━━ ROWS ━━
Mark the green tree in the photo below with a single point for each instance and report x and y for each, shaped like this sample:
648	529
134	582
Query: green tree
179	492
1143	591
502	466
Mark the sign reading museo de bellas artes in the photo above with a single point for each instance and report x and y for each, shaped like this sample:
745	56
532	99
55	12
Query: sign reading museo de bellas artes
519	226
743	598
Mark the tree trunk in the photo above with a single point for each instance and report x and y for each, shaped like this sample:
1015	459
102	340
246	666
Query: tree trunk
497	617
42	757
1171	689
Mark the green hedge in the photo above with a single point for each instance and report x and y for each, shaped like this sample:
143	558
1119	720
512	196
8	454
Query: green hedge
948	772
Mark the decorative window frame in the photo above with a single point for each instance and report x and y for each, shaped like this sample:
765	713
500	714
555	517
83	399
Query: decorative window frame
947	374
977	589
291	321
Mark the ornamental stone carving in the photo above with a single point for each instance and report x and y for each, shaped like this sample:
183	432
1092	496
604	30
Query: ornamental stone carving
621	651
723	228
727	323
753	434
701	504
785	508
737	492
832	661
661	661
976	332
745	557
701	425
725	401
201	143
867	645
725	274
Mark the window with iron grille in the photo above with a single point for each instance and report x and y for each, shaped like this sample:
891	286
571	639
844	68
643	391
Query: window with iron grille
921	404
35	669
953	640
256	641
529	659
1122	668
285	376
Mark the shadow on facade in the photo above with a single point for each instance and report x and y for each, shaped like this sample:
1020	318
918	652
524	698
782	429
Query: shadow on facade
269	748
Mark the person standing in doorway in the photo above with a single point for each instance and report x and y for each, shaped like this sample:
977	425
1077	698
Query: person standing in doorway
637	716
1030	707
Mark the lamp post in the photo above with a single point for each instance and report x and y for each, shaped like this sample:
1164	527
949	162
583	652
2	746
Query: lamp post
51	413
━━━
* YOUR OBJECTIVE *
Reproduce the entries above, starting at the line that contains "Mark the sign" and continuing through the last entry, both ends included, with the requests and their sample lines left as they are. Offset each answer coordinate by adding 79 to it.

* RESPONSE *
Mark the sign reading museo de bellas artes in the photo above with a single point for each instance and report x and y for each, shaped like this sample:
745	56
532	99
55	12
Query: sign reading museo de bellas artes
598	305
822	677
Mark the tree trunk in the photo above with a single point for each instance and report x and y for each, shaped like this sample:
1015	459
102	340
246	666
Query: tree trunk
576	696
121	836
1250	768
Mark the green hedge in the photo above with a single point for each instance and report x and y for each, shaped like this sample:
143	558
1119	720
512	196
8	454
Query: green hedge
1027	851
Mark the decorative window frame in the photo above with a single point for each instance and report x and y for each, shaped like this sample:
765	713
500	714
555	517
83	399
Query: decorative window frame
1026	453
1056	668
370	400
Mark the ornamental stone carving in the photo above with a single point for each instance and report x and y for each, shaped like this sample:
183	432
1092	496
604	30
Query: ornamental stone carving
700	730
802	307
806	402
832	513
780	583
864	587
816	571
911	740
740	740
1055	411
824	636
780	504
804	480
280	222
946	724
804	353
Mark the window with iron grille in the photo above with a single point for each instance and report x and y for each, shaped like this sample:
891	286
571	639
844	68
643	391
Query: window with iron grille
1000	483
114	748
1032	719
335	720
608	738
1201	747
364	455
Mark the shadow on facade in the photo above with a single point for each instance and report x and y for each, shaped like this sample:
1020	318
918	652
524	698
782	429
Query: shadow on facade
348	827
Mark the person standing in doorway in the photo above with a single point for each instance and report x and y for each, shaped like this sample:
977	425
1077	698
Query: person standing in doorway
716	795
1109	786
Mark the lamp post in the photo above with a single point for each instance and report x and y for each, shaped like this sample:
1164	527
949	162
583	652
2	746
Query: lamp post
130	492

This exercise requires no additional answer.